### Lista de exercícios
[1] Extraia do texto sobre a economia brasileira a parte que vai de "Desde que o" até "estrangeiros ao Brasil.", sem mudar nenhuma palavra.
[2] Transforme em lista o parágrafo do texto sobre a economia brasileira que começa com "Os economistas do mercado financeiro", mantendo os fatos principais.

### Trecho selecionado

A recuperação em “V” que o Brasil teve a
partir do segundo semestre do ano passado, depois da primeira onda da pandemia,
transmitiu a sensação de que a economia poderia se expandir a taxas mais
vigorosas. Esse sentimento estava por trás da euforia no mercado de ações e
também da recuperação do fluxo de capitais estrangeiros ao país.
Agora, quando o PIB do terceiro trimestre
registra uma queda de 0,1%, voltamos à realidade anterior ao choque do
coronavírus, disse Kanczuk. “É uma economia que cresce pouco, infelizmente.”
Depois da recessão do governo Dilma, o Brasil cresceu uma média de 1,53% por
ano, de 2017 a 2019.
O Banco Central não pode fazer muito para
ajudar a aumentar essa tendência de crescimento de longo prazo, além de
garantir a estabilidade monetária, um pré-requisito para qualquer ciclo
sustentado de expansão do PIB. Para cumprir a meta de inflação, apenas
administra a flutuação da atividade econômica em torno dessa tendência de
crescimento de longo prazo.
Os economistas do mercado financeiro, de
certa forma, acreditavam que as reformas aprovadas desde o governo Temer
poderiam ampliar a capacidade de crescimento da economia. Em meados deste ano,
as projeções de longo prazo para o PIB estavam em torno de 2,5%. Ainda pouco,
mas um avanço em relação à média de antes da pandemia. Mais recentemente,
porém, as estimativas caíram para 2%.
Kanczuk pontuou que, além disso, a
perspectiva mais imediata de crescimento econômico foi prejudicada pela crise
fiscal. “Quando você se move para uma história de problemas fiscais, você tem
menos crescimento e mais inflação”, disse. “É como um choque de oferta.”
Desde que o governo resolveu burlar o teto
de gastos para bancar gastos eleitoreiros, as condições financeiras da economia
se apertaram. A alta do risco-país, do dólar e dos juros de mercado, combinada
com a queda da bolsa, joga a economia para baixo. Mas essa desaceleração
econômica não é forte o suficiente para compensar a alta da inflação provocada
pelo aumento dos riscos fiscais. “Nesse caso, não há o que o Banco Central
possa fazer para ajudar”, afirmou Kanczuk.
Ele não é o único, dentro do Banco Central,
que vem alertando para as consequências do baixo PIB potencial brasileiro. O
presidente da instituição, Roberto Campos Neto, destacou recentemente que esse
é um fator-chave para determinar a sustentabilidade fiscal e o fluxo de
investimentos estrangeiros ao Brasil.
O cenário central do mercado financeiro,
afirma, é de uma gradual queda da dívida pública. Mas se, em vez de um PIB
potencial de 2,5%, o Brasil tiver um PIB de 1%, a dívida volta a subir, em
especial se a taxa de juros de longo prazo também aumentar.
“O dinheiro saiu muito dos países emergentes
[durante o pico da pandemia], e agora volta mais para a Ásia”, disse ele, num
evento recente da Federação Brasileira de Bancos (Febraban). “O que a gente vê
é que hoje o dinheiro está buscando crescimento sustentado com disciplina
fiscal.” Para ele, é fundamental que, tão logo seja superada a PEC dos
Precatórios, o governo comunique uma política fiscal sólida e retome a agenda
de reformas econômicas.

### Material fornecido
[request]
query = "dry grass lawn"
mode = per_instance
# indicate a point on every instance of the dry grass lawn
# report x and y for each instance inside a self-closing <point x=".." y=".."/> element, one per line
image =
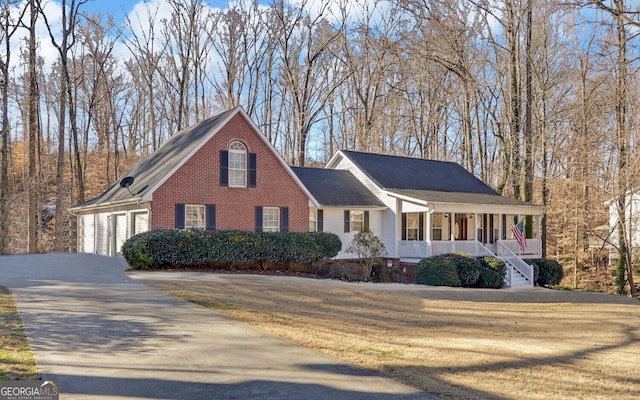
<point x="16" y="358"/>
<point x="453" y="343"/>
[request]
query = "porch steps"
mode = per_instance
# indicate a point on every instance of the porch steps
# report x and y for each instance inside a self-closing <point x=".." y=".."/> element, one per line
<point x="518" y="281"/>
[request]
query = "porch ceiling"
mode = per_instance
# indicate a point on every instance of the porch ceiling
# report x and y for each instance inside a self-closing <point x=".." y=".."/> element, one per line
<point x="477" y="199"/>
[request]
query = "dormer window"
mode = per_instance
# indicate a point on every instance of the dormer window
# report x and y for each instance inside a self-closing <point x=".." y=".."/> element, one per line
<point x="237" y="165"/>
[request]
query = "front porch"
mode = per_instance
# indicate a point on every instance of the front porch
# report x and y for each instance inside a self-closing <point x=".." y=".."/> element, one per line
<point x="428" y="233"/>
<point x="420" y="249"/>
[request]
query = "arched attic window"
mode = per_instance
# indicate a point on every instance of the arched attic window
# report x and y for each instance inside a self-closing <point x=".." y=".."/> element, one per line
<point x="237" y="164"/>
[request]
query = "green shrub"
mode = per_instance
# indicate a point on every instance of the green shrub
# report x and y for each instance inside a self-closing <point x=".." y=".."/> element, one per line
<point x="493" y="273"/>
<point x="437" y="271"/>
<point x="194" y="247"/>
<point x="468" y="267"/>
<point x="547" y="272"/>
<point x="348" y="271"/>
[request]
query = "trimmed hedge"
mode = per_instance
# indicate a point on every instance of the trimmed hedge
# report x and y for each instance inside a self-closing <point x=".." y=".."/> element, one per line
<point x="547" y="272"/>
<point x="494" y="271"/>
<point x="437" y="271"/>
<point x="468" y="266"/>
<point x="194" y="247"/>
<point x="458" y="269"/>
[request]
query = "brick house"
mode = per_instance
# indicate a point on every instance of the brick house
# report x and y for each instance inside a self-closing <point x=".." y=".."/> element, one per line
<point x="219" y="174"/>
<point x="223" y="174"/>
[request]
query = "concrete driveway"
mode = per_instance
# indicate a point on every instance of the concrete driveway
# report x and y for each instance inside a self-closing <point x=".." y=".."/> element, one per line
<point x="101" y="335"/>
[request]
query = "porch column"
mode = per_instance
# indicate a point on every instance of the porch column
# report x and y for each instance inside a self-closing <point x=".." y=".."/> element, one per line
<point x="475" y="227"/>
<point x="398" y="228"/>
<point x="452" y="226"/>
<point x="427" y="227"/>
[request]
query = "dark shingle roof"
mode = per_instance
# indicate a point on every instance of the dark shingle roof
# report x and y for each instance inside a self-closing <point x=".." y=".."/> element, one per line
<point x="151" y="170"/>
<point x="395" y="172"/>
<point x="460" y="198"/>
<point x="336" y="188"/>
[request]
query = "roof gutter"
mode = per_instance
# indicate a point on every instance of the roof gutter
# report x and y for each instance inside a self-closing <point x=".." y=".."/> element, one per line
<point x="74" y="210"/>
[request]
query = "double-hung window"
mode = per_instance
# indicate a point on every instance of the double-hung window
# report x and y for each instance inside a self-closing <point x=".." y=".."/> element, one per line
<point x="271" y="219"/>
<point x="413" y="226"/>
<point x="237" y="165"/>
<point x="357" y="220"/>
<point x="194" y="216"/>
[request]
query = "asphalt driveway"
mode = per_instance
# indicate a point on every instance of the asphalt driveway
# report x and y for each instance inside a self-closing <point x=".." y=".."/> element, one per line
<point x="101" y="335"/>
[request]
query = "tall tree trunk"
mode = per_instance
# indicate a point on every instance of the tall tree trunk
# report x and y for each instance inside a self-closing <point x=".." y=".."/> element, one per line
<point x="527" y="182"/>
<point x="33" y="127"/>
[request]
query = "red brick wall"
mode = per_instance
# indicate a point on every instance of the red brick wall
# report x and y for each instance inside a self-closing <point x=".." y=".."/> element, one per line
<point x="198" y="182"/>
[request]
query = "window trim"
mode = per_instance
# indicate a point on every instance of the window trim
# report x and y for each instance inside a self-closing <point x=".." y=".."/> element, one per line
<point x="203" y="209"/>
<point x="265" y="226"/>
<point x="230" y="169"/>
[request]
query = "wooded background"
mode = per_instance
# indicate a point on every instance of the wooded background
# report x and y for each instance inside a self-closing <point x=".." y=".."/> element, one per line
<point x="538" y="98"/>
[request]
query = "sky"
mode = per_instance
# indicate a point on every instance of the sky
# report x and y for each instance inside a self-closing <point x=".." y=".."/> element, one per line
<point x="120" y="8"/>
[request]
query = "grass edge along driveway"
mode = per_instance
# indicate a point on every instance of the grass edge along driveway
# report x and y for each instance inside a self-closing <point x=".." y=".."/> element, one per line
<point x="453" y="343"/>
<point x="16" y="359"/>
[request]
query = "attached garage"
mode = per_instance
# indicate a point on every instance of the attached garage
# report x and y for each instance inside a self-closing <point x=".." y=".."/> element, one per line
<point x="104" y="231"/>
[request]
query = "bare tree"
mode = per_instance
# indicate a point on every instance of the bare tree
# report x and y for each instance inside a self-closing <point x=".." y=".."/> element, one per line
<point x="66" y="102"/>
<point x="9" y="28"/>
<point x="303" y="40"/>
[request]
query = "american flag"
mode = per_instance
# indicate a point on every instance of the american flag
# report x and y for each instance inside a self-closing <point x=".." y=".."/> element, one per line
<point x="518" y="233"/>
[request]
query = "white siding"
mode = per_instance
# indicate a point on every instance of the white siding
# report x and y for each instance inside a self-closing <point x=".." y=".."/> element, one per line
<point x="86" y="234"/>
<point x="140" y="222"/>
<point x="120" y="228"/>
<point x="334" y="223"/>
<point x="104" y="232"/>
<point x="387" y="218"/>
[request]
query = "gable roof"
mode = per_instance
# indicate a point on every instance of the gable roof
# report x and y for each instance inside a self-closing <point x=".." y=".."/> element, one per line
<point x="405" y="173"/>
<point x="426" y="180"/>
<point x="152" y="171"/>
<point x="336" y="188"/>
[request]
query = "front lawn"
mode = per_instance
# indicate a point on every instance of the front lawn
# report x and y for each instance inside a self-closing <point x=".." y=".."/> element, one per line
<point x="453" y="343"/>
<point x="16" y="359"/>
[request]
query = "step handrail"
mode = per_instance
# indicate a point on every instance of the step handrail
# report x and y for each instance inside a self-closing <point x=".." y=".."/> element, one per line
<point x="516" y="262"/>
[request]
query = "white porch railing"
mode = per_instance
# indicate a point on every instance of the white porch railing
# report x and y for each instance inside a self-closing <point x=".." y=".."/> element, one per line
<point x="533" y="250"/>
<point x="505" y="253"/>
<point x="420" y="249"/>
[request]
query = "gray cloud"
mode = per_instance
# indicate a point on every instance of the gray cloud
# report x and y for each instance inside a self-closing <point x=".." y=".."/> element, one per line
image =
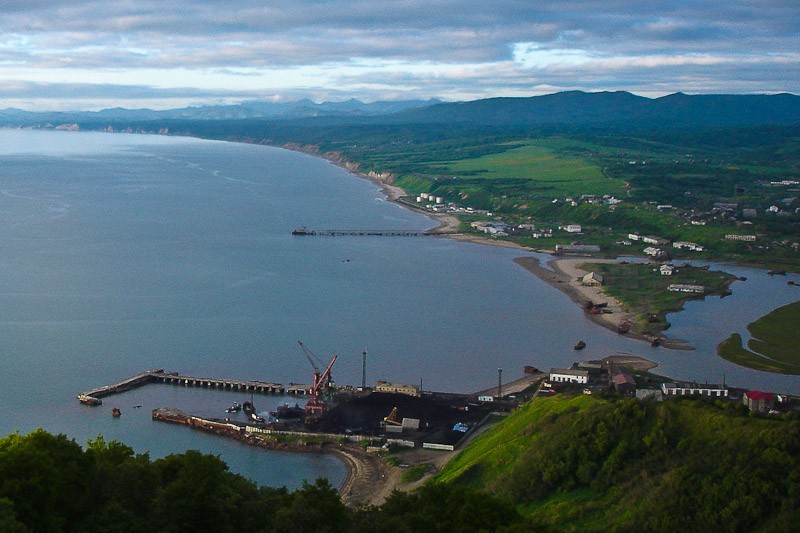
<point x="439" y="47"/>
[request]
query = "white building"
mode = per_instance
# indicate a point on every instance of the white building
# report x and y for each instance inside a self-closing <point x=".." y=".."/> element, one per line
<point x="655" y="252"/>
<point x="652" y="239"/>
<point x="689" y="246"/>
<point x="679" y="287"/>
<point x="686" y="389"/>
<point x="569" y="375"/>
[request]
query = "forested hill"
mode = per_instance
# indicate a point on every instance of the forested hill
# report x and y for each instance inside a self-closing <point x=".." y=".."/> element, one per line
<point x="591" y="464"/>
<point x="613" y="109"/>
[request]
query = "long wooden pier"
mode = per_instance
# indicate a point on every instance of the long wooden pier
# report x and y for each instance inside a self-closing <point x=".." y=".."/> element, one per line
<point x="94" y="396"/>
<point x="360" y="232"/>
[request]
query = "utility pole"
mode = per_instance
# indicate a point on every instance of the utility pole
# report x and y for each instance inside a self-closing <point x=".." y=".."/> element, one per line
<point x="364" y="370"/>
<point x="499" y="383"/>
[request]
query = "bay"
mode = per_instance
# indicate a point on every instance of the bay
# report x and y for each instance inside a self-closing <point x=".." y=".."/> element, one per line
<point x="121" y="253"/>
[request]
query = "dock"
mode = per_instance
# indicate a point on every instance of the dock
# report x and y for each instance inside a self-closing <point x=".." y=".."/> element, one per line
<point x="360" y="232"/>
<point x="95" y="396"/>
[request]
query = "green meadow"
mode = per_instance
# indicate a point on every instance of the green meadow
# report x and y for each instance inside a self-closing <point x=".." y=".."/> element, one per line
<point x="774" y="343"/>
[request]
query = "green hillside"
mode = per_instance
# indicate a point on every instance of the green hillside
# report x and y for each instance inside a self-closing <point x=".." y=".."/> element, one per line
<point x="585" y="463"/>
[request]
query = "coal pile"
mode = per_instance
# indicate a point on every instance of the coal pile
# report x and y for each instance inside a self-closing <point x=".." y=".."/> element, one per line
<point x="437" y="414"/>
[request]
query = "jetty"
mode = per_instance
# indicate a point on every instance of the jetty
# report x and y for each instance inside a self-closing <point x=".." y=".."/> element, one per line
<point x="95" y="396"/>
<point x="360" y="232"/>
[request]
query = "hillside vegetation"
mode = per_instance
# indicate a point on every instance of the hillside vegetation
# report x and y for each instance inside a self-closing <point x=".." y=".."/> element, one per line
<point x="562" y="463"/>
<point x="584" y="463"/>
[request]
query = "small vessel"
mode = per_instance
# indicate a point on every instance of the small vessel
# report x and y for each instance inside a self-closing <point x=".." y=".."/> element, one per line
<point x="250" y="410"/>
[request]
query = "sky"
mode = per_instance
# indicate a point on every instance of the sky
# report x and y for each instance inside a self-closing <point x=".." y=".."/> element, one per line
<point x="161" y="54"/>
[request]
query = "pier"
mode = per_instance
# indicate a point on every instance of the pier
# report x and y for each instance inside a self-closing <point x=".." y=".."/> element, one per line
<point x="94" y="396"/>
<point x="360" y="232"/>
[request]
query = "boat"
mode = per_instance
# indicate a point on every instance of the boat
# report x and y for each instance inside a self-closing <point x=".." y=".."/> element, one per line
<point x="286" y="411"/>
<point x="250" y="410"/>
<point x="89" y="400"/>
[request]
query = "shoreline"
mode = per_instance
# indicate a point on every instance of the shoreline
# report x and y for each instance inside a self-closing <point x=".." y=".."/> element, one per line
<point x="564" y="271"/>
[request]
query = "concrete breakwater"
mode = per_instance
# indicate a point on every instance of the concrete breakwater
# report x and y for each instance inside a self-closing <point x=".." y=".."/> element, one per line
<point x="94" y="396"/>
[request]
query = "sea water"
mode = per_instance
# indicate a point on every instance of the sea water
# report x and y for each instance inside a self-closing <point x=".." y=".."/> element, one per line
<point x="120" y="253"/>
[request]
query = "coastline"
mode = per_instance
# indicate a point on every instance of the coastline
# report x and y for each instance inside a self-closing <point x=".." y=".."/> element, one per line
<point x="564" y="273"/>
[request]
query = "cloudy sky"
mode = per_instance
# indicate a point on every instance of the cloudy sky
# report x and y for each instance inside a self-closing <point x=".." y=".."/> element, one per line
<point x="86" y="54"/>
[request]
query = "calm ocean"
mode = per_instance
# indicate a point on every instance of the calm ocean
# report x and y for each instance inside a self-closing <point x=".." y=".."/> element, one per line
<point x="120" y="253"/>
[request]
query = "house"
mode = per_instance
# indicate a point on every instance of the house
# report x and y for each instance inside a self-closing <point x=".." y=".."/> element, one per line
<point x="672" y="390"/>
<point x="396" y="388"/>
<point x="689" y="246"/>
<point x="652" y="239"/>
<point x="569" y="375"/>
<point x="592" y="279"/>
<point x="761" y="402"/>
<point x="623" y="383"/>
<point x="655" y="252"/>
<point x="680" y="287"/>
<point x="734" y="237"/>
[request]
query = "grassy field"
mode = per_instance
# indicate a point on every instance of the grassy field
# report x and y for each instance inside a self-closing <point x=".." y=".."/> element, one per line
<point x="583" y="463"/>
<point x="773" y="347"/>
<point x="643" y="290"/>
<point x="546" y="171"/>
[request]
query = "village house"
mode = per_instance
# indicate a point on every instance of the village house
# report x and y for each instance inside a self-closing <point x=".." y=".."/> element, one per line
<point x="680" y="287"/>
<point x="672" y="390"/>
<point x="655" y="252"/>
<point x="569" y="375"/>
<point x="735" y="237"/>
<point x="688" y="246"/>
<point x="761" y="402"/>
<point x="652" y="239"/>
<point x="623" y="382"/>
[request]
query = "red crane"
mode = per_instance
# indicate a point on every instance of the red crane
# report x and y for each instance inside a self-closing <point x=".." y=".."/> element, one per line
<point x="322" y="381"/>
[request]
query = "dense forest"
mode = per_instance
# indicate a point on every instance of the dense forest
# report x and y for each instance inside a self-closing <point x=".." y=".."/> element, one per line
<point x="582" y="464"/>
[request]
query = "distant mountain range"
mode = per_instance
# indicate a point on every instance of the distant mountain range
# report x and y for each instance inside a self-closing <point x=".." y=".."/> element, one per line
<point x="246" y="110"/>
<point x="614" y="108"/>
<point x="574" y="108"/>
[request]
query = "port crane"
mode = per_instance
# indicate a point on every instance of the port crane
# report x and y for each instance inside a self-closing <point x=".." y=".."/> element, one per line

### Respostas abaixo
[1]
Desde que o governo resolveu burlar o teto
de gastos para bancar gastos eleitoreiros, as condições financeiras da economia
se apertaram. A alta do risco-país, do dólar e dos juros de mercado, combinada
com a queda da bolsa, joga a economia para baixo. Mas essa desaceleração
econômica não é forte o suficiente para compensar a alta da inflação provocada
pelo aumento dos riscos fiscais. “Nesse caso, não há o que o Banco Central
possa fazer para ajudar”, afirmou Kanczuk.
Ele não é o único, dentro do Banco Central,
que vem alertando para as consequências do baixo PIB potencial brasileiro. O
presidente da instituição, Roberto Campos Neto, destacou recentemente que esse
é um fator-chave para determinar a sustentabilidade fiscal e o fluxo de
investimentos estrangeiros ao Brasil.

[2]
- De certa forma, os economistas do mercado financeiro acreditavam que as reformas aprovadas desde o governo Temer poderiam ampliar a capacidade de crescimento da economia.
- Em meados deste ano, as projeções de longo prazo para o PIB estavam em torno de 2,5%. Ainda era pouco, mas era um avanço em relação à média de antes da pandemia.
- Mais recentemente, as estimativas caíram para 2%.